TAREFA PROPOSTA 1:
Responda com base no texto sobre Putin:
(a) Na política de quais países Putin interfere, segundo o texto?
(b) Em que publicação Bernard Guetta fez o comentário sobre Anna Politkovskaya?
(c) Segundo o comentário assinado por Paula, como os homens russos cumprimentam as mulheres?

TRECHO SELECIONADO:
╭──

Vladimir Putin criou em torno de si uma aura de justiceiro e patriota aos olhos dos russos, mas ao que parece, os inimigos deste novo czar, criado nos porões da KGB, só têm como destino a prisão, o exílio ou a morte. Perseguindo os novos ricos que não estão do seu lado, interferindo na política da Ucrânia, Bielorússia e da Geórgia, esmagando a resistência chechena ele mantém sua popularidade. Os instigadores do racismo e da xenofobia nas ruas de Moscou pegam carona nessa onda.
Bernard Guetta na l’Express diz que Anna Politkovskaya era uma pedrinha atrapalhando essa imensa engrenagem de recuar no tempo. Ela é morta como morrem no outono estas últimas flores da primavera, vítimas do frio que chegará.

7 comments:

Anonymous said...

Fernando:
Parece até ser destino do povo russo viver sob regimes ditatoriais e sob governantes que prezam o poder, e só ele.
Os exemplos são muitos, mas nos chamados tempos modernos, era de se supor que isso não mais acontecesse.
E também que déssemos mais importância a fatos como esses. Só que a mídia ocidental está preocupa com outras coisas. A Rússi, já não comunista, não representa uma ameaça. Então, podem fazer, lá, o que bem entenderem.

Anonymous said...

Trabalho com russos ( antes eram árabes, agora do mundo todo!) com frequência. Os homens russos não seguram as mãos de mulheres para cumprimentá-las. Só dizem "oi", sem nos tocar. Foi uma surpresa quando fui a uma reunião e o presidente da empresa, um russo falando um inglês tão fluente que poderia ser confundido com americano nativo, se recusou a me tocar.
Eles não gostam de negros, não gostam de outros estrangeiros ( principalemnte se forem dos Balcans) não gostam disso, não gostam daquilo. Para se obter alguma coisa no aeroporto, tive que brigar. Fui maltratada por ser estrangeira. Senti na pele o peso do preconceito.
Putin não é o causador, creio. Ele é um reflexo. Não surpreende que seja o líder que é. As pessoas vêem nele o que querem, o que são. Não se pode culpá-lo ( não estou tentando absolvê-lo, porém, o fato de ser aceito nada tem a ver com semi-ditadura). Os russos são o resultado de sua história e Putin é o resultado de seu povo. APra eles funciona. Nós, com outros parâmetros, queremos que sejam como nós. Mas eles estão felizes.
Conversei com vários russos. Muitos, para surpresa minha, acham que a Rússia é o que há de melhor e que está melhorando, que vai ser o país do futuro.

Vamos ver.
Paula

Anonymous said...

╰──

TRECHOS DAS ENTRADAS:
╭──

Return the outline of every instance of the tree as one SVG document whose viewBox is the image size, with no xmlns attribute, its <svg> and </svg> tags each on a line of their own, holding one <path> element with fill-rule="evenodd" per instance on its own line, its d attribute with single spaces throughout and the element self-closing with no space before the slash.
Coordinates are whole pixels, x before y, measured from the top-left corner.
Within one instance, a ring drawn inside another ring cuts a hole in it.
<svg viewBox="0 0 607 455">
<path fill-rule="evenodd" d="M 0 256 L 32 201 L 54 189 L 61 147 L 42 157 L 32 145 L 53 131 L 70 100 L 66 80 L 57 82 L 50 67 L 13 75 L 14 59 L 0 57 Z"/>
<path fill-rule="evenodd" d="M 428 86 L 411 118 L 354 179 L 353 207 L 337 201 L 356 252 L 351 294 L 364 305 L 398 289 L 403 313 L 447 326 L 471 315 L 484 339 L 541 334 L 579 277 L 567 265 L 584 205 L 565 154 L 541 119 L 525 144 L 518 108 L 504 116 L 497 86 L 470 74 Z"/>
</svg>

╰──

TAREFA PROPOSTA 2: Troque "instance" por "occurrence" em todas as entradas e escreva-as novamente, sem alterar mais nada.

RESULTADO DO EXERCÍCIO 1:
(a) Ucrânia, Bielorússia e Geórgia.
(b) Na l'Express.
(c) Só dizem "oi", sem tocá-las, e não seguram a mão delas.

RESULTADO DO EXERCÍCIO 2:
Return the outline of every occurrence of the tree as one SVG document whose viewBox is the image size, with no xmlns attribute, its <svg> and </svg> tags each on a line of their own, holding one <path> element with fill-rule="evenodd" per occurrence on its own line, its d attribute with single spaces throughout and the element self-closing with no space before the slash.
Coordinates are whole pixels, x before y, measured from the top-left corner.
Within one occurrence, a ring drawn inside another ring cuts a hole in it.
<svg viewBox="0 0 607 455">
<path fill-rule="evenodd" d="M 0 256 L 32 201 L 54 189 L 61 147 L 42 157 L 32 145 L 53 131 L 70 100 L 66 80 L 57 82 L 50 67 L 13 75 L 14 59 L 0 57 Z"/>
<path fill-rule="evenodd" d="M 428 86 L 411 118 L 354 179 L 353 207 L 337 201 L 356 252 L 351 294 L 364 305 L 398 289 L 403 313 L 447 326 L 471 315 L 484 339 L 541 334 L 579 277 L 567 265 L 584 205 L 565 154 L 541 119 L 525 144 L 518 108 L 504 116 L 497 86 L 470 74 Z"/>
</svg>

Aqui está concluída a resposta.